(Position annotation records)

____________________

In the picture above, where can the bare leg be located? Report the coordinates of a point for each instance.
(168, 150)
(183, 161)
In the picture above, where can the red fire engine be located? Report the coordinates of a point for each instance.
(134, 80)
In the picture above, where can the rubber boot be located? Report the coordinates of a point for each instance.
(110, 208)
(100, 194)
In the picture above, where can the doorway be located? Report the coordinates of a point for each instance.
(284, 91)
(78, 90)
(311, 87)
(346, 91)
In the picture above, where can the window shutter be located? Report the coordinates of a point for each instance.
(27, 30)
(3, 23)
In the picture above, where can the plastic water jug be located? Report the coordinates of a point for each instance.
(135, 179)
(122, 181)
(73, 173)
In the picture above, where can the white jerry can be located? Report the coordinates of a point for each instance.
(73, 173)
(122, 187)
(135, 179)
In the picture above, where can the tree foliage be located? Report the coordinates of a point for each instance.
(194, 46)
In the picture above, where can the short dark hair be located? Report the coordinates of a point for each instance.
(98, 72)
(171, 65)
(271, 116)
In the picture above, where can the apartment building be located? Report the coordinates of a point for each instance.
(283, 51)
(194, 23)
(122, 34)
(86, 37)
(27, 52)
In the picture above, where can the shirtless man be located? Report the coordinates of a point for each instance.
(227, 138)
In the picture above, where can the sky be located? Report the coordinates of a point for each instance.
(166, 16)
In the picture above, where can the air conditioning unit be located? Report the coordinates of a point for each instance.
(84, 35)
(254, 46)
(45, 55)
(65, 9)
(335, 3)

____________________

## Directions
Starting at the row that contains "In the picture above, where can the short" and ending at the last row, write out each row again, requests included, and add 108 to every coordinate in the answers. Give only those rows.

## Answer to this task
In the picture above, where can the short dark hair be located? Report the coordinates of a point for each instance.
(206, 180)
(279, 173)
(379, 224)
In the picture above, where can the apartment building be located? Report the coordinates of a point for each instance.
(391, 159)
(302, 131)
(230, 142)
(194, 145)
(135, 160)
In the picture above, where can the shirtless man be located? Report the coordinates of a point for each instance.
(335, 246)
In the picture above, where can the sky be located? Report the coordinates of a point for each instance.
(274, 124)
In the picture above, where can the air conditioning unit be located? Report the coordinates of a point for each instance.
(192, 143)
(362, 154)
(153, 163)
(173, 117)
(443, 111)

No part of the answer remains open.